SOURCE EXCERPT:
Always open to suggestions on how better to navigate the options strategies but pretty happy with myself that I've increased my Roth IRA using these different methods.

Of course. I've been writing puts this whole time in my brokerage account where I have the cash to secure a potential exercise.
 
Unfortunately, I haven't gotten rid of my calls expiring today, and some of them are now ITM. When the day started, I was thinking I had plenty of cushion. No tax consequences (in an IRA), so being assigned and either selling very high delta puts next week, or eating the loss and buying them back are both viable choices. As is being assigned and then immediately buying the shares back.

I'm also thinking about rolling, but when entering rolls previously, the orders haven't been accepted (might need to call the broker to enter the roll order). To enter the orders separately, I'll need to sell the call I bought when I was planning to sell that on earnings day (and hey - that call is doing great today!)

Figured I'd update on my option sales along with learnings.

I rolled the calls out to 7/24. One position (with a net credit) is at the 1850 strike (I like that). The puts were rolled when the share price was ~1750, so both of these call positions netted a huge premium (also paid a huge premium to get out of the old position). My thinking, which is working so far, was to roll these by a week, and up if possible, and let these evolve for another week - see if they'll age out with another week to think about it.

I received a net credit on the 1850 strike and paid a net debit on the 1700 calls. I wanted a net credit on the lower strikes, but getting to a higher strike was more important to me. That net debit is effectively the loss on my position, with a possibility of getting it back.


My guess of the moment is that the 1700 strikes will be rolled again. I think my timing will be earnings day, before end of trading. This provides as much time decay as possible, and with IV crush after earnings, should get the new calls off to a nice start. If these are close enough to a net profit than I might not roll out. Or I might roll to a different strike for 7/24. Mostly holding my breath for next week :)


One thing I'm learning about is the 'roll' type trade. I'm not doing as well overall with these positions, but I'm looking better at escaping these positions without losing my shirt.

Happy to hear that 3500 strike calls are now available!

DATA SECTION:
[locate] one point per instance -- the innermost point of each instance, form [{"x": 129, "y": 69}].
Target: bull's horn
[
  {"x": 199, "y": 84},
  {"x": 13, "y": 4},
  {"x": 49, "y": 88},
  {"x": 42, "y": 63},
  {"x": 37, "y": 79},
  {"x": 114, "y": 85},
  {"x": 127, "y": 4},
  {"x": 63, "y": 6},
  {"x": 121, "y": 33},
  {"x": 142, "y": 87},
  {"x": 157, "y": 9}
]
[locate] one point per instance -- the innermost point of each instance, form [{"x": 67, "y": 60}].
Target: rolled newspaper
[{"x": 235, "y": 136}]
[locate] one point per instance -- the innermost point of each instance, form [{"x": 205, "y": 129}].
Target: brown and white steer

TO DO:
• A. Reproduce part of the options trading post word for word. Begin at the words "Always open to" and stop after "these different methods.".
• B. Change every "Target" in the records to "Label", and give back all the records with everything else unchanged.

SOLUTIONS BY TASK:
• A.
Always open to suggestions on how better to navigate the options strategies but pretty happy with myself that I've increased my Roth IRA using these different methods.

• B.
[locate] one point per instance -- the innermost point of each instance, form [{"x": 129, "y": 69}].
Label: bull's horn
[
  {"x": 199, "y": 84},
  {"x": 13, "y": 4},
  {"x": 49, "y": 88},
  {"x": 42, "y": 63},
  {"x": 37, "y": 79},
  {"x": 114, "y": 85},
  {"x": 127, "y": 4},
  {"x": 63, "y": 6},
  {"x": 121, "y": 33},
  {"x": 142, "y": 87},
  {"x": 157, "y": 9}
]
[locate] one point per instance -- the innermost point of each instance, form [{"x": 67, "y": 60}].
Label: rolled newspaper
[{"x": 235, "y": 136}]
[locate] one point per instance -- the innermost point of each instance, form [{"x": 205, "y": 129}].
Label: brown and white steer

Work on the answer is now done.